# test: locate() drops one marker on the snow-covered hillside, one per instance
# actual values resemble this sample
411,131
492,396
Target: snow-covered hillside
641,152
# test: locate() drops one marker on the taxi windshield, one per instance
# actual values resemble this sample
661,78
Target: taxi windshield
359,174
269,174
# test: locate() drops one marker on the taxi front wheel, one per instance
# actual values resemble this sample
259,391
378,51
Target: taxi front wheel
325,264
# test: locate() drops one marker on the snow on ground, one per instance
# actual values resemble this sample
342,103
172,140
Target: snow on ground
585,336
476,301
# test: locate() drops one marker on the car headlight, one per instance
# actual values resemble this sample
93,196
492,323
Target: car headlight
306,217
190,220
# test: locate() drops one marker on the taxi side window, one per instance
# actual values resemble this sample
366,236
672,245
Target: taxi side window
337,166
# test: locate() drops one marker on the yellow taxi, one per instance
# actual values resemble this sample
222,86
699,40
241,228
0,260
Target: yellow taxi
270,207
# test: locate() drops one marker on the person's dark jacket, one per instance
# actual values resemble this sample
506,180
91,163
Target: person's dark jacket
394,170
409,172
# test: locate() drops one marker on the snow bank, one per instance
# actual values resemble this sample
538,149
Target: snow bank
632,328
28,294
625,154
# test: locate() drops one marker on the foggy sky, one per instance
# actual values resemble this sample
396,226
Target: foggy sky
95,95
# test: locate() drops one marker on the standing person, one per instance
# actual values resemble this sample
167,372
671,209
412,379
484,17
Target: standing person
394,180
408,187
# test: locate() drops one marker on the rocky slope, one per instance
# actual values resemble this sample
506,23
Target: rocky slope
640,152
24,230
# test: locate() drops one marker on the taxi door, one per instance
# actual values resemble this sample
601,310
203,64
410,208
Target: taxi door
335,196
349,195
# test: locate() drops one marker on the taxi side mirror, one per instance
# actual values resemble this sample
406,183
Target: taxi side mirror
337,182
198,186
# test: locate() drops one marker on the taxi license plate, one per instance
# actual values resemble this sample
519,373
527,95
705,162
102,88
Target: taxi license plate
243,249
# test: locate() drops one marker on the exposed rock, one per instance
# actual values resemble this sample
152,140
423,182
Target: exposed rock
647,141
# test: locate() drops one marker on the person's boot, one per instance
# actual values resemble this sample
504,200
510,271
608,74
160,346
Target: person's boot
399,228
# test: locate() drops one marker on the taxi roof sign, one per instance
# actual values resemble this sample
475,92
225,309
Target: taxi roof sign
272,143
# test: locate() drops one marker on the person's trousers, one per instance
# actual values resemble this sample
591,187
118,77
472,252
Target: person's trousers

------------------------------------

#### GOAL OF THE EXERCISE:
Every line in the listing above should be repeated exactly.

#### OUTPUT OF THE TASK:
# test: locate() drops one marker on the snow-covered hillside, one per instance
# actual values resemble this sample
411,131
492,396
Target: snow-covered hillside
641,152
# test: locate() drops one marker on the taxi windshield, one per instance
# actual values resemble this sample
661,78
Target: taxi windshield
359,174
269,174
# test: locate() drops one marker on the taxi front wheel, one per instance
# actual values resemble this sample
259,391
378,51
Target: taxi front wheel
325,264
# test: locate() drops one marker on the snow on ground, one per instance
# actual values resemble this sample
342,103
172,140
Target: snow on ground
585,336
476,301
# test: locate() drops one marker on the car headlight, one per instance
# actual values resemble this sample
93,196
492,323
Target: car headlight
306,217
190,220
# test: locate() drops one marker on the taxi side window, one per instance
# actual values resemble this sample
366,236
672,245
Target: taxi side window
337,166
# test: locate() drops one marker on the yellow taxi, one per instance
# actual values resemble this sample
222,86
699,40
241,228
0,260
Target: yellow taxi
270,207
# test: locate() drops one marker on the person's dark jacket, one per instance
# actual values resemble this sample
506,180
91,163
Target: person's dark jacket
394,170
409,172
# test: locate() drops one marker on the snow bank, one per instance
# actual values resemble this sample
538,149
Target: snow bank
632,328
28,294
625,154
# test: locate() drops one marker on the foggy sky, one per instance
# actual values resemble this sample
396,226
Target: foggy sky
95,95
# test: locate() drops one marker on the standing person, one per instance
# actual values resemble this sample
167,372
671,209
412,379
484,17
Target: standing person
394,180
408,187
# test: locate() drops one marker on the rocky slope, one per instance
# actual values resemble this sample
506,23
Target: rocky slope
640,152
24,230
# test: locate() drops one marker on the taxi door, one per instance
# actual values resemble this sample
601,310
203,64
410,208
Target: taxi door
335,196
349,195
# test: locate() drops one marker on the taxi side mirror, one per instance
# actual values resemble this sample
406,183
Target: taxi side mirror
337,182
198,186
# test: locate() drops one marker on the taxi license plate, one per instance
# actual values resemble this sample
519,373
527,95
705,162
102,88
Target: taxi license plate
243,249
# test: locate() drops one marker on the exposed rock, one per instance
# actual values resemble this sample
152,140
423,182
Target: exposed rock
647,141
# test: locate() drops one marker on the person's boot, one per instance
# actual values resemble this sample
504,200
510,271
608,74
160,346
Target: person's boot
399,228
# test: locate() drops one marker on the taxi roof sign, one per instance
# actual values resemble this sample
475,92
225,309
Target: taxi roof sign
272,143
# test: locate() drops one marker on the person's trousers, one per instance
# actual values resemble this sample
591,187
118,77
472,252
Target: person's trousers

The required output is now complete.